Try it:
Only the text belongs in the copy: retype each record exactly as it appears.

Referring expression data:
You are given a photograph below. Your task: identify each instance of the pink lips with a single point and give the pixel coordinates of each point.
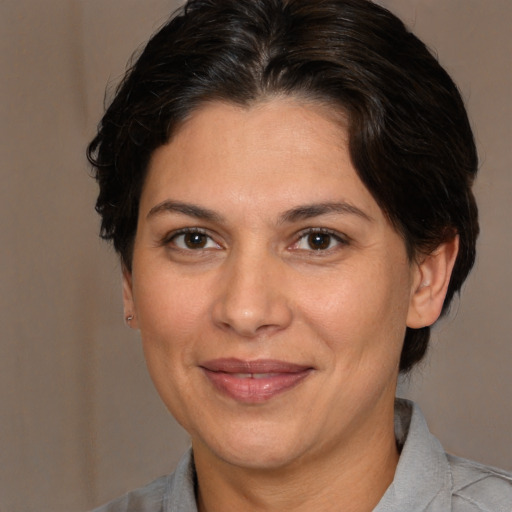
(253, 381)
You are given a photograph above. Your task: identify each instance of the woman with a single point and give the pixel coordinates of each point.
(288, 186)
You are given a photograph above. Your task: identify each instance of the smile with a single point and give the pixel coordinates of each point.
(253, 382)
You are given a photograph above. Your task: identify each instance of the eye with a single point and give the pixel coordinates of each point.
(319, 240)
(193, 240)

Written answer:
You are given a photograph below. Your task: identify each instance of the pink lips with a single point and give the pixel coordinates of each point.
(253, 381)
You are given a photograph above. Your task: identify each instance of the woman with a single point and give the pixel coordinates of each point.
(288, 186)
You are given a photograph above. Your task: identify each instance of the smile with a single point and give the pixel coordinates of each point.
(253, 382)
You are given a photograph above. Your task: identify each instance of the eye with a single point and give the pixel coordinates of each point.
(319, 240)
(193, 240)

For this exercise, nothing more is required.